> _Task prompt_: Every entry must be printed again exactly, with nothing left out.

[Excerpted records — start]

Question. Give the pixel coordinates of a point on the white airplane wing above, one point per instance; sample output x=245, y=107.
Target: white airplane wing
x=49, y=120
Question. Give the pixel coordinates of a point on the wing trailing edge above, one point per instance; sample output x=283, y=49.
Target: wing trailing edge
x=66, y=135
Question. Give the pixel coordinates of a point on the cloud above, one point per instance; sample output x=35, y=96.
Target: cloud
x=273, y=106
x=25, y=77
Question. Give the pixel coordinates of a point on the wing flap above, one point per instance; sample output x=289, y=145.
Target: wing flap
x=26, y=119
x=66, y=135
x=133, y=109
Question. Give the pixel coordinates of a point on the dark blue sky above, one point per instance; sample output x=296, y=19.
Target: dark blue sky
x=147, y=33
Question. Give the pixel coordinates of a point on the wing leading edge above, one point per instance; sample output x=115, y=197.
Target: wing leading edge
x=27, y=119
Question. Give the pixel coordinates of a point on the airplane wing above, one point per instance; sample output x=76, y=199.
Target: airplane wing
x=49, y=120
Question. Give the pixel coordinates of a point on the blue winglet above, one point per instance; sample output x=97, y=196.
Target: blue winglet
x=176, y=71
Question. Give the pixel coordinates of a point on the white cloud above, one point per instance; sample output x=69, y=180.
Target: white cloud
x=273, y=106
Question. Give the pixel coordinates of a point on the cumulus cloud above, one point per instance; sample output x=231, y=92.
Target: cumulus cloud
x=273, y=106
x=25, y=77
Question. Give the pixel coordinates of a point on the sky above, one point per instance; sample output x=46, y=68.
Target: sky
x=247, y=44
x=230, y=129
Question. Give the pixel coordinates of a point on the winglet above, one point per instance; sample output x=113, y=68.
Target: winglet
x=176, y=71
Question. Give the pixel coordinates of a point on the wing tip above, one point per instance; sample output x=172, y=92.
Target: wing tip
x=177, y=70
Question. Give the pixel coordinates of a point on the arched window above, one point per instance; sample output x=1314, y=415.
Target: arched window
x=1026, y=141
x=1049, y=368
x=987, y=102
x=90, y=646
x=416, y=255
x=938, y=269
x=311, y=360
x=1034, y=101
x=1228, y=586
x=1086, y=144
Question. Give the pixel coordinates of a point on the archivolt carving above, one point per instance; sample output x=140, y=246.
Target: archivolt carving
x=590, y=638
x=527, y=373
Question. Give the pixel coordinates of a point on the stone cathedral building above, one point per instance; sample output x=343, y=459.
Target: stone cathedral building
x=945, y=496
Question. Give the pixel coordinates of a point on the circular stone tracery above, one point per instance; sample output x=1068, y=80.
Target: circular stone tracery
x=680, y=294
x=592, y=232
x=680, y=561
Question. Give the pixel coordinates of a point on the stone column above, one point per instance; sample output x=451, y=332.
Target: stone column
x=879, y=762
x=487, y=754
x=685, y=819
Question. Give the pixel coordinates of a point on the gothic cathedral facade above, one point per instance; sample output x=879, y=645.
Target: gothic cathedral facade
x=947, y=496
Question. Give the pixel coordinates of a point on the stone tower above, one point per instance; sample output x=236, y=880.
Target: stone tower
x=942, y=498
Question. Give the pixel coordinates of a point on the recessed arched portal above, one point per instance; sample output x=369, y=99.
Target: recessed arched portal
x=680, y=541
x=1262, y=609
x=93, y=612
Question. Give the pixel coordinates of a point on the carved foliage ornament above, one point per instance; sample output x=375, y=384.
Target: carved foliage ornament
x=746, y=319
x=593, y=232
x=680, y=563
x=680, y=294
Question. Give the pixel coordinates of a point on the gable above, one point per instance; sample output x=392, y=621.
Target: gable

[Excerpted records — finish]

> _Exercise answer_:
Question. Give the pixel coordinates of a point on the white airplane wing above, one point per instance; sample output x=245, y=107.
Target: white airplane wing
x=49, y=120
Question. Give the pixel coordinates of a point on the wing trailing edge above, one point per instance; sample output x=283, y=49.
Target: wing trailing edge
x=66, y=135
Question. Give the pixel coordinates of a point on the cloud above, one point per instance; sample output x=35, y=96.
Target: cloud
x=273, y=106
x=25, y=77
Question. Give the pixel coordinates of a point on the wing flap above, one point per instance; sample output x=289, y=145.
Target: wing flap
x=26, y=119
x=66, y=135
x=133, y=109
Question. Give the pixel coordinates of a point on the dark blue sky above, one point per instance; sample output x=296, y=19.
Target: dark blue sky
x=147, y=33
Question. Give the pixel coordinates of a point on the wing leading edge above, one point per instance; sample output x=115, y=197.
Target: wing leading edge
x=27, y=119
Question. Give the pixel coordinates of a point on the airplane wing above, one point per instance; sample output x=76, y=199.
Target: airplane wing
x=49, y=120
Question. Give the pixel coordinates of a point on the blue winglet above, one point per instance; sample output x=97, y=196.
Target: blue winglet
x=176, y=71
Question. Give the pixel coordinates of a point on the white cloud above, one point per instance; sample output x=69, y=180.
Target: white cloud
x=273, y=106
Question. Give the pixel coordinates of a point on the cumulus cloud above, one point per instance; sample output x=231, y=92.
Target: cumulus cloud
x=273, y=106
x=25, y=77
Question. Give the pixel coordinates of a point on the sky above, one point per instance; sample output x=46, y=68.
Target: sky
x=247, y=44
x=230, y=129
Question. Give the pixel coordinates of a point on the winglet above, one point per instance; sample output x=113, y=68.
Target: winglet
x=176, y=71
Question. Give the pixel coordinates of a point on the wing tip above, one point per instance; sample output x=172, y=92.
Target: wing tip
x=177, y=70
Question. Give the pixel coordinates of a point on the arched window above, one point per instance; sample output x=1314, y=415.
Target: arched window
x=1026, y=141
x=1049, y=368
x=987, y=102
x=90, y=646
x=416, y=255
x=938, y=269
x=311, y=360
x=1034, y=101
x=1228, y=586
x=1086, y=144
Question. Give the pixel coordinates of a point on the archivolt carving above, one point per instance; sample output x=140, y=246.
Target: archivolt carving
x=590, y=638
x=527, y=373
Question. Give the pixel coordinates of a point on the stone cathedral building above, one point per instance; sample output x=343, y=459.
Target: stone cathedral building
x=945, y=496
Question. Give the pixel coordinates of a point on the circular stone tracery above, one point per instance; sample output x=1068, y=80.
Target: circular stone tracery
x=680, y=294
x=592, y=232
x=680, y=561
Question. Give the pixel coordinates of a point on the stone column above, one point per instance; sample output x=451, y=332.
Target: stone column
x=879, y=762
x=487, y=754
x=685, y=819
Question. Give the pixel coordinates of a point on the gothic cathedral facade above, one point per instance; sample output x=879, y=645.
Target: gothic cathedral facade
x=947, y=496
Question. Give the pixel coordinates of a point on the stone tower above, one point per instance; sample output x=236, y=880.
Target: stone tower
x=942, y=498
Question. Give the pixel coordinates of a point on the recessed arched portal above, one point per instance; sample output x=369, y=99.
Target: recessed arched portal
x=680, y=541
x=1262, y=609
x=93, y=612
Question. Give the pixel coordinates of a point on the carved foliage ornament above, one point per instance; sample output x=375, y=384.
Target: carved foliage ornament
x=746, y=319
x=593, y=232
x=680, y=563
x=680, y=294
Question. Give the pixel coordinates of a point on the gable above, one point per instance; sample output x=392, y=621.
Target: gable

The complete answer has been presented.